[START OF Reading text]

Components is an album by jazz vibraphonist Bobby Hutcherson, released on the Blue Note label in 1966. The first side of the LP features compositions by Hutcherson, in a hard bop style, whilst the second side features Joe Chambers' compositions, more in the avant-garde style.

Composition
Hutcherson describes "Tranquillity" as "so tranquil as to almost suggest no time at all." "Little B's Poem" was written for his son, Barry, three years old at the time. "The melodic line reminds me of how he used to play." "West 22nd Street Theme", which closes side one, is a reference to a Manhattan section near the 10th Ave, Chelsea, where Hutcherson lived for a while. It is a depiction of some guys who used to be on Hutcherson's doorstep, stoned. "It's a blues," says Hutcherson, "but the changes are different than the usual blues chords."

[END OF Reading text]
[START OF Data block]

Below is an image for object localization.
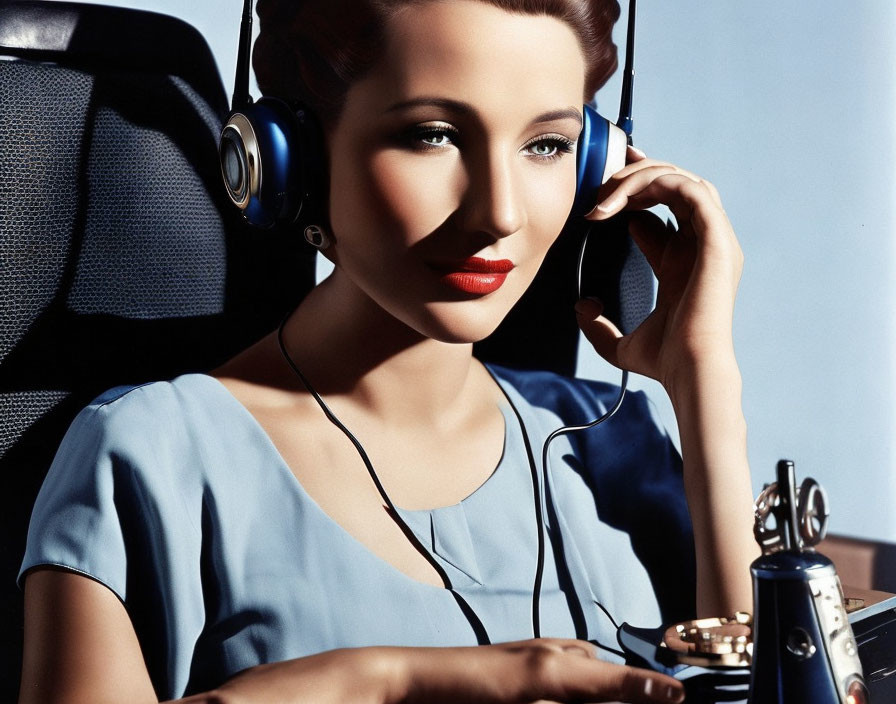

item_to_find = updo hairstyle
[253,0,619,126]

[END OF Data block]

== Short exercise ==
Retype the passage on the album Components exactly, beginning at the words "Components is an" and stopping after the words "the avant-garde style.".

== The output ==
Components is an album by jazz vibraphonist Bobby Hutcherson, released on the Blue Note label in 1966. The first side of the LP features compositions by Hutcherson, in a hard bop style, whilst the second side features Joe Chambers' compositions, more in the avant-garde style.